» **TASK DETAILS**
Copy every line of the items below, requests included, but raise each coordinate in the answers by 124 and leave the pictures out.

» **SUPPLIED INFORMATION**
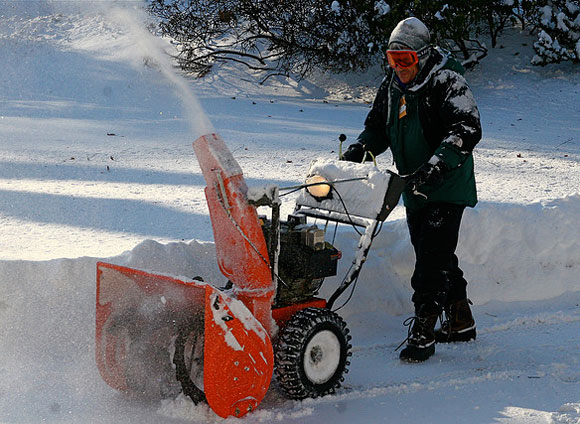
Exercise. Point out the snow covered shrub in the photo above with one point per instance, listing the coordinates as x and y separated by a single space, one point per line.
283 37
559 38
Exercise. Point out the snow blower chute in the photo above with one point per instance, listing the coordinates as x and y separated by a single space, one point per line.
158 335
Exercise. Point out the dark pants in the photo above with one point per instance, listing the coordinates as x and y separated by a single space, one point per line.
437 279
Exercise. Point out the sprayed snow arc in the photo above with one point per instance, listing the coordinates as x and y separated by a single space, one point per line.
135 198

» **WRITTEN RESPONSE**
Exercise. Point out the snow covered shrub in the photo above with one point per instance, listing the coordinates as x and y separated by a single space, one point per line.
407 161
683 162
Exercise. Point out the snow blower chute in the photo above with one point per instance, listing the coordinates as x and y separated by a single space, one point per line.
282 459
Exercise. Point out the dark pants in the photo above with one point per instance, listing the coordinates as x and y separated by a single space, one point per line.
561 403
Exercise. Point out the sprayed snow arc in the photo above with one point per instance, listing the coordinates as x and y separated by a single space, one point per line.
259 322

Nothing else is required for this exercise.